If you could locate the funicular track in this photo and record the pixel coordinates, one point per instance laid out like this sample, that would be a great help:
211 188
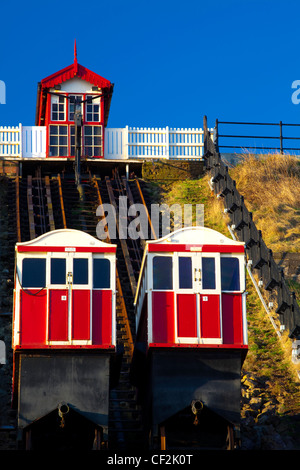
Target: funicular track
40 204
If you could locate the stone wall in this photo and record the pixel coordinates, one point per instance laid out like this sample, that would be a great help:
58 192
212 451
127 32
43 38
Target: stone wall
172 169
290 262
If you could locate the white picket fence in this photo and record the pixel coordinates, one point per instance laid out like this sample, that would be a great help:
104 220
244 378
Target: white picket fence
23 141
120 143
166 143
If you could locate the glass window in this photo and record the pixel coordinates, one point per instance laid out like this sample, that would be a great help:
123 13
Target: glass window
80 271
230 274
74 103
101 273
58 141
34 272
208 273
92 109
162 272
72 141
57 108
58 271
185 272
93 141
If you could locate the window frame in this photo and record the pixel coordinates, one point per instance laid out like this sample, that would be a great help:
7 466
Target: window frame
58 135
240 277
59 97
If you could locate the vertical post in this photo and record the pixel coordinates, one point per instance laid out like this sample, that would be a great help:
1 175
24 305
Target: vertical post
20 141
126 142
167 143
216 136
281 138
205 133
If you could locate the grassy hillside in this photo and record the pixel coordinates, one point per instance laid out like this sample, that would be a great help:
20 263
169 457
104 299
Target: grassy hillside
271 187
272 192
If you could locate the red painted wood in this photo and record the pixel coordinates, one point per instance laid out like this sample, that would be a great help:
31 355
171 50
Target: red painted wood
196 345
102 317
66 249
210 316
58 315
33 317
163 321
186 315
81 314
174 247
232 320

::::

Problem to work on
Print the data again, word for word, without any pictures.

Answer
If you could locate the funicular track in this photo and record the pixel coordinates, one point per instance laid out like this sample, that would be a great help:
211 188
Target: funicular track
40 204
If you could locate the stone wall in this photo and record the pixel coordinates, one point per instance laid out like this sample, that would be a great help:
58 192
212 451
127 32
43 38
Target: stone wall
172 169
290 262
If you could locate the white picket fence in this photo and record the pixel coordinates, one point per instance laid out like this sample, that would be a great help:
104 220
244 378
Target: white picket fence
23 141
120 143
166 143
If you could locate the glass window in this photo and record the pixel coordinates, one point per instance laid out like this sample, that would be a great help:
123 13
Target: glass window
80 271
230 274
74 103
101 273
58 141
34 272
208 273
92 109
162 272
72 141
57 108
58 271
185 272
93 141
If you could locate the window frame in this photo and record the pixel coordinates, one point per instance laid out like this sample, that would be a great help:
7 466
Target: window frame
58 135
240 277
59 97
If you could locate the vertical post in this photo and record the pixel coordinates, one point per instance laid out like this sample, that would be a great help:
1 175
24 305
Target: vertical post
20 141
126 142
167 143
216 136
281 138
205 133
If you could locate the grassy hillside in this photo and record the pixel coordinates, one point per instance laid out like this sample, that would be a great help:
20 263
169 457
104 299
Target: grassy hillside
271 187
272 192
If you could locate the red painted wood in this photo and record the pixel coordinates, one point per instance laid out like this sample, that would be a great help:
31 355
171 50
Target: red painted wood
196 345
102 317
66 249
210 316
58 315
33 317
163 321
186 315
81 314
174 247
232 320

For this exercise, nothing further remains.